— START Dataset entries —
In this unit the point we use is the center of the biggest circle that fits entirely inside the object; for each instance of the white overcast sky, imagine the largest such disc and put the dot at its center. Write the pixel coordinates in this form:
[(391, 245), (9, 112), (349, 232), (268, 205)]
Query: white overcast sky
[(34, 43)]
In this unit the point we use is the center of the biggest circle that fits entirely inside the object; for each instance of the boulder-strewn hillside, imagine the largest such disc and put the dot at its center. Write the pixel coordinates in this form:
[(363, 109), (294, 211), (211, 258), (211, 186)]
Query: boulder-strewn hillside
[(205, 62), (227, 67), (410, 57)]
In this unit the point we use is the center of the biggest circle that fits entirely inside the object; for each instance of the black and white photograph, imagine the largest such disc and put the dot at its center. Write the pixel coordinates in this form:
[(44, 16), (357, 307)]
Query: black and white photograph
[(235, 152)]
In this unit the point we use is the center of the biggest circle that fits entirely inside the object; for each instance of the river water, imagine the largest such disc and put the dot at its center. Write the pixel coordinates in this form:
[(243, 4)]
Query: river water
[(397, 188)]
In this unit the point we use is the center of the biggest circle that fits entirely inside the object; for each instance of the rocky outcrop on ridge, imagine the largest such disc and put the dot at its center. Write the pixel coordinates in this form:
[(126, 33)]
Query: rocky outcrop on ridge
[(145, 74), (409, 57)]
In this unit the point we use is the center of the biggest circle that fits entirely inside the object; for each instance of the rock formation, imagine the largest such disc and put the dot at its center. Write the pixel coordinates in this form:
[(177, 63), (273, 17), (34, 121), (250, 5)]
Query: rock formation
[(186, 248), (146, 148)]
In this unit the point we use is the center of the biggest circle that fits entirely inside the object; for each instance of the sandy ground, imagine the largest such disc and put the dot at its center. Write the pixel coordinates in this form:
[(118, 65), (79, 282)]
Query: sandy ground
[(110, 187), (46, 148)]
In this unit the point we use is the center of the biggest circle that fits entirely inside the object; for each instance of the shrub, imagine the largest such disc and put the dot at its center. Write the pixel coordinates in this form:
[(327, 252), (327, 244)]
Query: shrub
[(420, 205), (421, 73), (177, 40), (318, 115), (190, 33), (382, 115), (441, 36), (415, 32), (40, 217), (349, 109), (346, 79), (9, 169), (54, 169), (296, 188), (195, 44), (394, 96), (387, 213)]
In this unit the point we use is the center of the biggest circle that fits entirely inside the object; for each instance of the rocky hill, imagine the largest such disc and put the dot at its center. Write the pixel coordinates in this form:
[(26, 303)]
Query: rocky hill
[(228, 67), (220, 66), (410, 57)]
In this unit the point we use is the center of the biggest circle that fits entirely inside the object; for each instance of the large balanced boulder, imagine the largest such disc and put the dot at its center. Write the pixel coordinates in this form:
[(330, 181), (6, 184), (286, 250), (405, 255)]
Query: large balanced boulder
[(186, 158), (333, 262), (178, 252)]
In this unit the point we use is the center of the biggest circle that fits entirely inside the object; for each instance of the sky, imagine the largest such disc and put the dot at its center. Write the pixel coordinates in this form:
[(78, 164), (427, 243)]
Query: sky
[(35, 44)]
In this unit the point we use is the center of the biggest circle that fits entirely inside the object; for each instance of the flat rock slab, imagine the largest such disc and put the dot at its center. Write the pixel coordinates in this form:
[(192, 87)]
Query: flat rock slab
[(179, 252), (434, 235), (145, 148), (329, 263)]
— END Dataset entries —
— START Dataset entries —
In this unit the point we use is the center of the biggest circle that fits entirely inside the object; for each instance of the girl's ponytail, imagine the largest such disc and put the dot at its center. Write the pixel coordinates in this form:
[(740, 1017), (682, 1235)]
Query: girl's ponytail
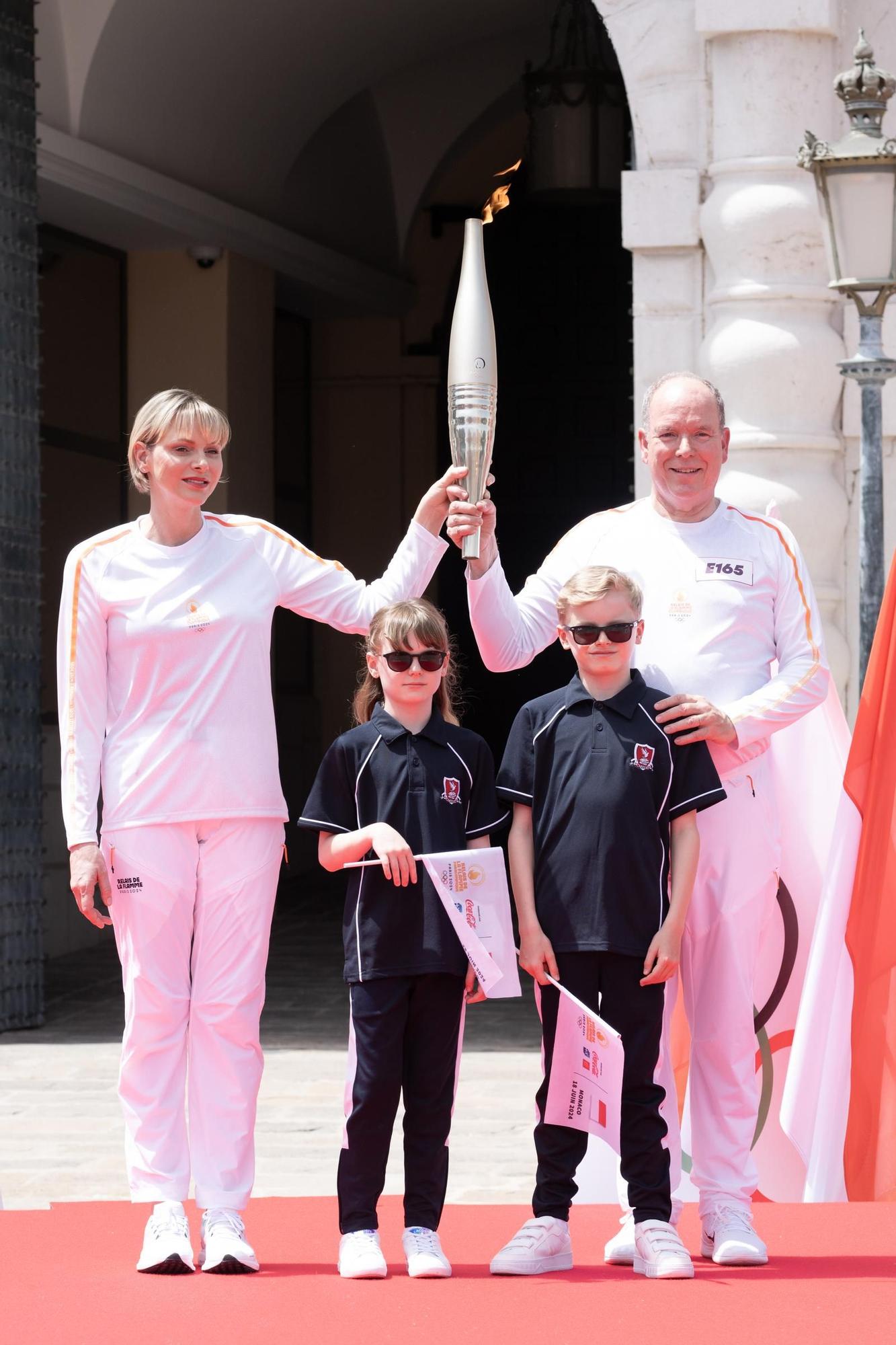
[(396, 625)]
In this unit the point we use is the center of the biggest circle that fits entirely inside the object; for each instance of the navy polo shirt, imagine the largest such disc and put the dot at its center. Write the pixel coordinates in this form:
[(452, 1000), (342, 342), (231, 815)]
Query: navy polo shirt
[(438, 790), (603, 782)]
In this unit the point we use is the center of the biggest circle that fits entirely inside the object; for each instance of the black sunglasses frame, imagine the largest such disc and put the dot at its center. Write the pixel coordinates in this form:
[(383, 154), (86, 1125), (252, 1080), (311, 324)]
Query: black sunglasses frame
— END Dataset entries —
— START Dataset entries —
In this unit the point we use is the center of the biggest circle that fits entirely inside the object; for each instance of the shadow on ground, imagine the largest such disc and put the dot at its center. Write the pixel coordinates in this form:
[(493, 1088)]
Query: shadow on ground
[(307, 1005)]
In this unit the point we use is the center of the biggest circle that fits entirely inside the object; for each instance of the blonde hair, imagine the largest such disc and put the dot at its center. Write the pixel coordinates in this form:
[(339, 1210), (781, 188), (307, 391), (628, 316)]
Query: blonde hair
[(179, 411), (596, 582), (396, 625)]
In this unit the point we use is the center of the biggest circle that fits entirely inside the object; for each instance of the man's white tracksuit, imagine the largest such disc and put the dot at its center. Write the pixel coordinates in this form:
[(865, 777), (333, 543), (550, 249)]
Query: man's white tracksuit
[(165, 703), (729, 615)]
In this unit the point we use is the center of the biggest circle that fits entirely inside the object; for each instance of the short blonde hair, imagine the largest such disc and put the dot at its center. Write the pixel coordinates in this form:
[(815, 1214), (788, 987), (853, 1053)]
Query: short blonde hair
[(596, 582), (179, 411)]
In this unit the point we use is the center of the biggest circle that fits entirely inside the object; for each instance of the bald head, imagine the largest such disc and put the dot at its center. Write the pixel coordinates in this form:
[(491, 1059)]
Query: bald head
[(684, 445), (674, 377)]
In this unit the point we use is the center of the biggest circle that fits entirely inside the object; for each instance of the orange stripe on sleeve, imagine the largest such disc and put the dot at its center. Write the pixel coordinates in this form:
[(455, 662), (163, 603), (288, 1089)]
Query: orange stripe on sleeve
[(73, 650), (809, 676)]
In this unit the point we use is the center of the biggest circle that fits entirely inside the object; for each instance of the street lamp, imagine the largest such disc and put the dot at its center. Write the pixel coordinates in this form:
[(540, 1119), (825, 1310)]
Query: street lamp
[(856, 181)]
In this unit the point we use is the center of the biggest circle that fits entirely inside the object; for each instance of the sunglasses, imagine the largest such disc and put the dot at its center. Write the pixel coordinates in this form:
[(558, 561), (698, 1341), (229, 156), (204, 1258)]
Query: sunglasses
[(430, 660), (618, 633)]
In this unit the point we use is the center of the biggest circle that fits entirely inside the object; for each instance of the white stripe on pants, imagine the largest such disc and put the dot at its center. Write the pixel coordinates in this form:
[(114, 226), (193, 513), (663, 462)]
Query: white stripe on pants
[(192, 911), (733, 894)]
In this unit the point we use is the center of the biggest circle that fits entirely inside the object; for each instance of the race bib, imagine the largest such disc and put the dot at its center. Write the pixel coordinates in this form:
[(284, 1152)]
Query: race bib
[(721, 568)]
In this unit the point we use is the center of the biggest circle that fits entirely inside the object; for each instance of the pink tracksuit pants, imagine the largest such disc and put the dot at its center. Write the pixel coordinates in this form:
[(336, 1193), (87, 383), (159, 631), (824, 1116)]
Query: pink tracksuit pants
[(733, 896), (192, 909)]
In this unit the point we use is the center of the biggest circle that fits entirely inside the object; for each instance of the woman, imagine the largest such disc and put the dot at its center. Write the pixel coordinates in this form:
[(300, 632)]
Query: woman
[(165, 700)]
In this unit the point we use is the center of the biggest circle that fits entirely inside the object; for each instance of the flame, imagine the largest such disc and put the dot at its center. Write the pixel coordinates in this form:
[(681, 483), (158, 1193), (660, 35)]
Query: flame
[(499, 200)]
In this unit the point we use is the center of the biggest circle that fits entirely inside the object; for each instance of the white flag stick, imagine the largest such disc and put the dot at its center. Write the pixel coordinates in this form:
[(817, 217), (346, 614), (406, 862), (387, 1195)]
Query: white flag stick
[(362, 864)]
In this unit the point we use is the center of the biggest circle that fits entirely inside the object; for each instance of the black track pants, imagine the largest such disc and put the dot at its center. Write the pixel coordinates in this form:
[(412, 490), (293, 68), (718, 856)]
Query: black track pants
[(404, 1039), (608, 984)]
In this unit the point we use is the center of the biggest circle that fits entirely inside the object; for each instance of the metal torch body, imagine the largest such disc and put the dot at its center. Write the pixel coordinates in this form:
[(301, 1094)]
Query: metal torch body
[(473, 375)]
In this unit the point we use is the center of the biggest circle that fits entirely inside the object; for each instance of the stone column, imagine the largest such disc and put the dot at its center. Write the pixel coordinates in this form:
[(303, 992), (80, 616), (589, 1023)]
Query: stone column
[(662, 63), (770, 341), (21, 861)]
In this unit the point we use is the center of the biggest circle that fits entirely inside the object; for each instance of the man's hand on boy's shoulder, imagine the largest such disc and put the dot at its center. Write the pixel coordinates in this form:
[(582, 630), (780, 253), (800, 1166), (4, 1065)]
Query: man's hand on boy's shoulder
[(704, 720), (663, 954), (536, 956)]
— END Dataset entries —
State how many lines in the listing above contain the word "shoulder". Give the number alone.

→ Result for this exercise
2